ASSIGNMENT:
Answer these questions from the article about the air strike on the Gaza compound.
(a) At what time and on what date was the facility hit?
(b) On what date was it confirmed through UK defense channels that the site had been de-conflicted?
(c) Who is the British ambassador in Israel?
━━━━━ PASSAGE PROVIDED ━━━━━
Dania Akkad
An Israeli air strike hit a compound in Gaza housing doctors working for a UK charity a month after the Israeli military told British counterparts the site had been “de-conflicted”, MPs heard on Monday.
Foreign Affairs Committee chair and Conservative MP Alicia Kearns raised concerns about the attack during a parliamentary debate following Friday’s ruling from the International Court of Justice in the Gaza genocide case against Israel.
The compound in the southern Gaza town of Al-Mawasi held staff from the UK’s Medical Aid for Palestine (MAP) and the US-based International Rescue Committee (IRC), headed by former UK Foreign Secretary David Miliband, who were part of an emergency medical team working at nearby Nasser Hospital.
Around 6am on 18 January, the facility was hit by a bomb which Kearns said was dropped by an F-16 jet which MAP has previously said left several of the staff and a bodyguard with non-life threatening injuries. The compound was left severely damaged.
“Thankfully, the four British doctors living there were only injured, although that itself is a cause for concern,” Kearns said.
A month earlier, on 22 December, she said it was confirmed through UK defence channels that the Israeli military had “logged the co-ordinates of the humanitarian base and de-conflicted it, marking it as a protected sensitive and humanitarian site”.
“I am gravely concerned that the air strike still took place,” Kearns said, asking what the Israeli military’s response had been and whether the government had seen targeting permissions for the strike.
Foreign Office minister Andrew Mitchell acknowledged the attack and said it had been raised by Foreign Secretary David Cameron in Israel last week and by the British ambassador in Israel, Simon Walters, but did not answer Kearns’ specific questions.
━━━━━ EXTRACTED RECORDS ━━━━━
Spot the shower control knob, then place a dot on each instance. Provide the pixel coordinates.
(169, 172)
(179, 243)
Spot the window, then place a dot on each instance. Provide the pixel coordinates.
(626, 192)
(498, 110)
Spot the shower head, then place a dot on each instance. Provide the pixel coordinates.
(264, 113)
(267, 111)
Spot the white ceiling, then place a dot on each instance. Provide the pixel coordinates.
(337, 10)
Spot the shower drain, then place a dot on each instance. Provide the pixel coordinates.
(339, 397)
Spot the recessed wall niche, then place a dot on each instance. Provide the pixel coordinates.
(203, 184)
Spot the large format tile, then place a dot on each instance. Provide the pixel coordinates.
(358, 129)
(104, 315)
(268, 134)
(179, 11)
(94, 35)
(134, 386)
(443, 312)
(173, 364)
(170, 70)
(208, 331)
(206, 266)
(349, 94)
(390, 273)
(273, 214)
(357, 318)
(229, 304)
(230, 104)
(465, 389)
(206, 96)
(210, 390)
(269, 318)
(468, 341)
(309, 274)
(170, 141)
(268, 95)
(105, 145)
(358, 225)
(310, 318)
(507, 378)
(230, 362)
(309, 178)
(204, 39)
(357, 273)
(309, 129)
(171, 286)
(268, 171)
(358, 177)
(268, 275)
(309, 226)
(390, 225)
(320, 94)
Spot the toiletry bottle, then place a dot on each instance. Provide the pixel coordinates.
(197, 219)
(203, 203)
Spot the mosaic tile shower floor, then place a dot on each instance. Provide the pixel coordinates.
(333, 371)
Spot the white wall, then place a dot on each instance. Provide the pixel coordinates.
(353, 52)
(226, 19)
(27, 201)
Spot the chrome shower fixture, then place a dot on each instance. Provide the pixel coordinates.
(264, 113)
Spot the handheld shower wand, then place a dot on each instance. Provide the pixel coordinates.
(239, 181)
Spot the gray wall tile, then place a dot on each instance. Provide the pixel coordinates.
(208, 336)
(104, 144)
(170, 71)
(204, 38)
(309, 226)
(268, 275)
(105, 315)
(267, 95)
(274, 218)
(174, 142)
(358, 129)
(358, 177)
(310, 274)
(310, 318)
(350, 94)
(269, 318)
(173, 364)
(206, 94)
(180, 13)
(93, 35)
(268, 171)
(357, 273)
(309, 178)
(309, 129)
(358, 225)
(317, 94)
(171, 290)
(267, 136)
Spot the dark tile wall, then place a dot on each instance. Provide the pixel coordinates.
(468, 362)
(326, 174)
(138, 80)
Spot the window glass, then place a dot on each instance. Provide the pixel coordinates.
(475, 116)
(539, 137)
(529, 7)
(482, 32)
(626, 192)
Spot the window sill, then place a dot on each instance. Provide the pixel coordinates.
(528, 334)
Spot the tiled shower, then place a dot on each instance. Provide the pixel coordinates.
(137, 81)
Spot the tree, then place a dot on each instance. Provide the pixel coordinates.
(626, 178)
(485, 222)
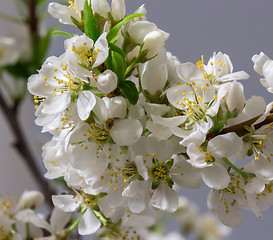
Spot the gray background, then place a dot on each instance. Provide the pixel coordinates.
(239, 28)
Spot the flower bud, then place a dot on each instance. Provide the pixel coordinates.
(153, 42)
(101, 7)
(235, 97)
(118, 9)
(31, 199)
(9, 53)
(107, 81)
(117, 107)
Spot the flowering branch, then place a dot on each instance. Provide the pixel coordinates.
(240, 128)
(11, 114)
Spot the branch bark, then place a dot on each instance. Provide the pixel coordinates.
(240, 129)
(23, 149)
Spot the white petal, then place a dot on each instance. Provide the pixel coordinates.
(216, 176)
(234, 216)
(242, 75)
(101, 7)
(169, 122)
(189, 72)
(141, 167)
(29, 215)
(63, 13)
(59, 219)
(268, 72)
(126, 132)
(263, 168)
(163, 149)
(186, 175)
(102, 45)
(225, 145)
(85, 104)
(259, 61)
(82, 158)
(255, 186)
(140, 29)
(57, 104)
(165, 198)
(89, 223)
(67, 203)
(118, 9)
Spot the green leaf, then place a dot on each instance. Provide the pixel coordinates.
(115, 48)
(45, 43)
(62, 34)
(169, 164)
(90, 27)
(118, 65)
(113, 34)
(129, 91)
(155, 184)
(78, 24)
(19, 70)
(41, 2)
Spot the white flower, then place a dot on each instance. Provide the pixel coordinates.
(162, 170)
(6, 231)
(260, 142)
(220, 70)
(214, 172)
(101, 7)
(196, 102)
(9, 53)
(107, 81)
(234, 98)
(54, 86)
(126, 132)
(89, 223)
(56, 159)
(227, 203)
(83, 55)
(30, 199)
(57, 222)
(153, 42)
(147, 33)
(263, 66)
(118, 9)
(154, 74)
(65, 13)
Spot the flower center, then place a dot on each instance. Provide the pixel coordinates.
(87, 56)
(73, 6)
(98, 133)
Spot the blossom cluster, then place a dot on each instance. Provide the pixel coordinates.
(130, 123)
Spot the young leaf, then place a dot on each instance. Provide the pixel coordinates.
(62, 34)
(90, 27)
(118, 65)
(129, 90)
(113, 34)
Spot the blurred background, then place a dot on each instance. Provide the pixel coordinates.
(239, 28)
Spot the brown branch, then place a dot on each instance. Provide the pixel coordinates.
(23, 149)
(240, 129)
(32, 18)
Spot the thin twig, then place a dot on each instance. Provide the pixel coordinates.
(240, 129)
(11, 114)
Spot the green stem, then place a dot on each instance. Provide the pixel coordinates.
(242, 173)
(100, 216)
(75, 224)
(28, 237)
(18, 4)
(9, 18)
(6, 87)
(132, 65)
(96, 71)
━━━━━
OUTPUT OF THE TASK:
(a) Around 6am on 18 January
(b) 22 December
(c) Simon Walters